━━━ EXERCISE MATERIALS ━━━
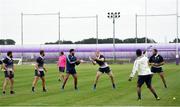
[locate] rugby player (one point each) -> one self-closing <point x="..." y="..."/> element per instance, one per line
<point x="39" y="72"/>
<point x="144" y="74"/>
<point x="156" y="62"/>
<point x="71" y="62"/>
<point x="103" y="68"/>
<point x="8" y="67"/>
<point x="61" y="65"/>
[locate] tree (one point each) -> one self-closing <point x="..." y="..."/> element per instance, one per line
<point x="139" y="40"/>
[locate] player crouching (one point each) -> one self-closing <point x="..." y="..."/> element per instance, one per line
<point x="39" y="72"/>
<point x="104" y="68"/>
<point x="144" y="74"/>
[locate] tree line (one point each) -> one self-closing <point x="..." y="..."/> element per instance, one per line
<point x="7" y="42"/>
<point x="105" y="41"/>
<point x="92" y="41"/>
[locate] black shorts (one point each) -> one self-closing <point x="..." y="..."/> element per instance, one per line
<point x="147" y="79"/>
<point x="61" y="69"/>
<point x="105" y="70"/>
<point x="9" y="74"/>
<point x="156" y="70"/>
<point x="71" y="71"/>
<point x="39" y="75"/>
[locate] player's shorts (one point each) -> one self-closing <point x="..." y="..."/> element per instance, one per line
<point x="9" y="74"/>
<point x="61" y="69"/>
<point x="105" y="70"/>
<point x="144" y="79"/>
<point x="71" y="71"/>
<point x="156" y="70"/>
<point x="41" y="73"/>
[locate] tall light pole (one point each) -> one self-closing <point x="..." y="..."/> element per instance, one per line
<point x="114" y="16"/>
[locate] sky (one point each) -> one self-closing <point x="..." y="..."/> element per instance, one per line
<point x="41" y="29"/>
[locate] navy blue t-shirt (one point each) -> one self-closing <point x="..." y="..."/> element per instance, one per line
<point x="8" y="62"/>
<point x="71" y="59"/>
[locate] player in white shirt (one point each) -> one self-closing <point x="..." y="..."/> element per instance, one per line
<point x="141" y="66"/>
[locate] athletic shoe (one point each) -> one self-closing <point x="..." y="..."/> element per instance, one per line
<point x="157" y="98"/>
<point x="44" y="90"/>
<point x="138" y="99"/>
<point x="33" y="90"/>
<point x="76" y="88"/>
<point x="4" y="92"/>
<point x="114" y="86"/>
<point x="12" y="92"/>
<point x="59" y="80"/>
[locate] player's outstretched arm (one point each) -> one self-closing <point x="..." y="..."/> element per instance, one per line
<point x="134" y="70"/>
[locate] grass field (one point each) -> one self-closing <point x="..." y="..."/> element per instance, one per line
<point x="124" y="95"/>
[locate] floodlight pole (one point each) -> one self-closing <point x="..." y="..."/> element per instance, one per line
<point x="146" y="22"/>
<point x="97" y="32"/>
<point x="114" y="16"/>
<point x="59" y="29"/>
<point x="136" y="28"/>
<point x="177" y="34"/>
<point x="22" y="34"/>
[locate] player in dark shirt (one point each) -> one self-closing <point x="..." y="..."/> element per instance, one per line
<point x="8" y="67"/>
<point x="156" y="62"/>
<point x="39" y="72"/>
<point x="71" y="62"/>
<point x="103" y="68"/>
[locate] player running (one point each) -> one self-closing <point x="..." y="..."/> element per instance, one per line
<point x="8" y="67"/>
<point x="156" y="61"/>
<point x="104" y="68"/>
<point x="61" y="65"/>
<point x="71" y="62"/>
<point x="144" y="74"/>
<point x="39" y="72"/>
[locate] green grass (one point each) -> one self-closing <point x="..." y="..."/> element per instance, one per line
<point x="124" y="95"/>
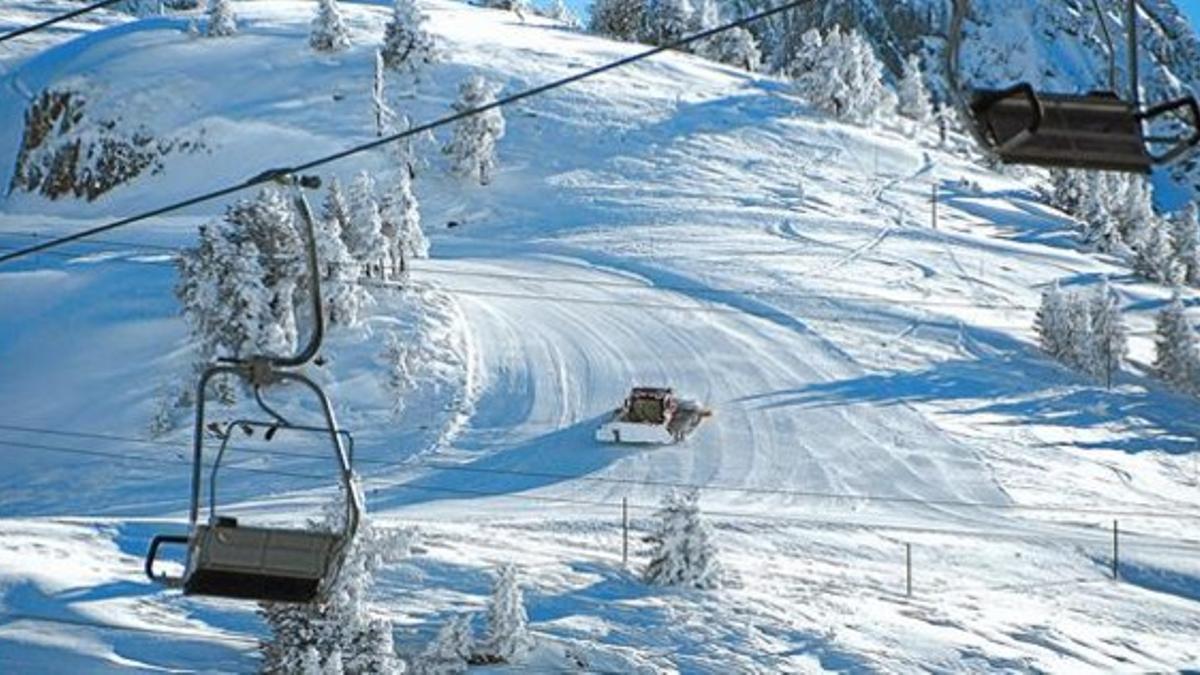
━━━
**REQUIREMENT:**
When you return the records, keep every word unchanged and drop the pictures.

**YOUR RESPONSE:**
[locate] rugby player (one point each) -> one self-closing <point x="..." y="..."/> element per instance, one per line
<point x="39" y="72"/>
<point x="144" y="74"/>
<point x="156" y="62"/>
<point x="71" y="62"/>
<point x="103" y="68"/>
<point x="8" y="67"/>
<point x="61" y="65"/>
[locate] tree (one point each) -> one self-closing <point x="..." y="..."/> element per instance, one per line
<point x="139" y="40"/>
[locate] player crouching (one point each) -> one self-closing <point x="..." y="..."/> element per instance, one per line
<point x="39" y="72"/>
<point x="104" y="68"/>
<point x="144" y="74"/>
[locate] tree line (one point each) -> one self-closing <point x="..." y="..."/> element per instance, one per line
<point x="7" y="42"/>
<point x="105" y="41"/>
<point x="92" y="41"/>
[locate] black shorts (one point each) -> one self-closing <point x="..." y="..."/> element per instance, one per line
<point x="147" y="79"/>
<point x="61" y="69"/>
<point x="105" y="70"/>
<point x="9" y="74"/>
<point x="156" y="70"/>
<point x="71" y="71"/>
<point x="39" y="75"/>
[locate] player's shorts (one point each) -> one self-closing <point x="..." y="..."/> element per instance, one per line
<point x="9" y="74"/>
<point x="61" y="69"/>
<point x="105" y="70"/>
<point x="144" y="79"/>
<point x="71" y="71"/>
<point x="156" y="70"/>
<point x="41" y="73"/>
[locate] tall light pole (one point each) -> one self-closing <point x="..." y="..."/> element per instance, one per line
<point x="114" y="16"/>
[locate] sky (one point each) -> one self-closing <point x="..." y="..."/> element per instance, one per line
<point x="41" y="29"/>
[locate] navy blue t-shirt (one point each) -> one self-closing <point x="..." y="..."/> element per instance, one per line
<point x="8" y="62"/>
<point x="71" y="59"/>
[locate] player in white shirt (one point each) -> one self-closing <point x="..." y="..."/> element per instance, one per line
<point x="141" y="66"/>
[locate] athletic shoe (one point each) -> one self-closing <point x="..." y="..."/> element per instance, one per line
<point x="157" y="98"/>
<point x="44" y="90"/>
<point x="138" y="99"/>
<point x="33" y="90"/>
<point x="76" y="88"/>
<point x="4" y="92"/>
<point x="114" y="86"/>
<point x="12" y="92"/>
<point x="59" y="80"/>
[locate] player's outstretched arm (one point each) -> one self-closing <point x="..." y="..."/> element per instance, one per line
<point x="134" y="70"/>
[locate] grass field (one point each) -> one self-closing <point x="..." y="..."/> element per instance, one per line
<point x="124" y="95"/>
[locate] floodlight pole (one point each) -> one self-closing <point x="..." y="..."/> element per instance, one per line
<point x="146" y="22"/>
<point x="97" y="32"/>
<point x="114" y="16"/>
<point x="59" y="29"/>
<point x="136" y="28"/>
<point x="177" y="34"/>
<point x="22" y="34"/>
[locate] player in dark shirt (one point each) -> one self-closing <point x="..." y="..."/> element per instance, one per line
<point x="8" y="67"/>
<point x="156" y="62"/>
<point x="39" y="72"/>
<point x="71" y="62"/>
<point x="103" y="68"/>
[locate] player running (one point each) -> one self-closing <point x="..." y="..."/> element per instance, one per line
<point x="8" y="67"/>
<point x="156" y="61"/>
<point x="104" y="68"/>
<point x="61" y="65"/>
<point x="71" y="62"/>
<point x="144" y="74"/>
<point x="39" y="72"/>
[locate] green grass (one point each) -> one self-closing <point x="..." y="..."/> element per instance, one per line
<point x="124" y="95"/>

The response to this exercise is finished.